Exercise aim: Please copy all of the material below, swapping "outline" for "contour" wherever it occurs and leaving everything else unchanged.
[Start]
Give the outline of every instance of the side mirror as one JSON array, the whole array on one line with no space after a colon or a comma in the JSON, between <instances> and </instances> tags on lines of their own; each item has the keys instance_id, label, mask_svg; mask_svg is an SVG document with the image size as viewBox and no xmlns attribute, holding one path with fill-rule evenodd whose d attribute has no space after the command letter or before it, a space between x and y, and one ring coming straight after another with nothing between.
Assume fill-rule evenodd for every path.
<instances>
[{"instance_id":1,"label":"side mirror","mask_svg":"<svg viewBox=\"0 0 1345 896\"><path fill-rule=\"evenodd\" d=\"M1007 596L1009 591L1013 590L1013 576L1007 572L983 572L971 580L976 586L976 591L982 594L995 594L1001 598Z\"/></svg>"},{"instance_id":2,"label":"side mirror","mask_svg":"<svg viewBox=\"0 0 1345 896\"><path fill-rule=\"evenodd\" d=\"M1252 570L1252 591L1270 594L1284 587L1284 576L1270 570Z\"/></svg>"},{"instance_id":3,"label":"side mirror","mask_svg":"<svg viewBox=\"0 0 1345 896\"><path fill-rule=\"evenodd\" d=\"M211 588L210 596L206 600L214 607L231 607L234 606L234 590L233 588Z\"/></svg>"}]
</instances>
[End]
The response:
Give the contour of every instance of the side mirror as one JSON array, the whole array on one line with no space after a colon or a comma in the JSON, between <instances> and </instances> tags on lines of their own; each item has the keys instance_id, label, mask_svg; mask_svg is an SVG document with the image size as viewBox and no xmlns attribute, holding one path with fill-rule evenodd whose d attribute has no space after the command letter or before it, a space between x and y, and one ring coming straight after another with nothing between.
Assume fill-rule evenodd for every path.
<instances>
[{"instance_id":1,"label":"side mirror","mask_svg":"<svg viewBox=\"0 0 1345 896\"><path fill-rule=\"evenodd\" d=\"M1007 596L1009 591L1013 590L1013 576L1007 572L983 572L971 580L976 586L976 591L982 594L995 594L1001 598Z\"/></svg>"},{"instance_id":2,"label":"side mirror","mask_svg":"<svg viewBox=\"0 0 1345 896\"><path fill-rule=\"evenodd\" d=\"M1252 570L1252 591L1270 594L1284 587L1284 576L1270 570Z\"/></svg>"},{"instance_id":3,"label":"side mirror","mask_svg":"<svg viewBox=\"0 0 1345 896\"><path fill-rule=\"evenodd\" d=\"M211 588L210 596L206 600L214 607L231 607L234 606L234 590L233 588Z\"/></svg>"}]
</instances>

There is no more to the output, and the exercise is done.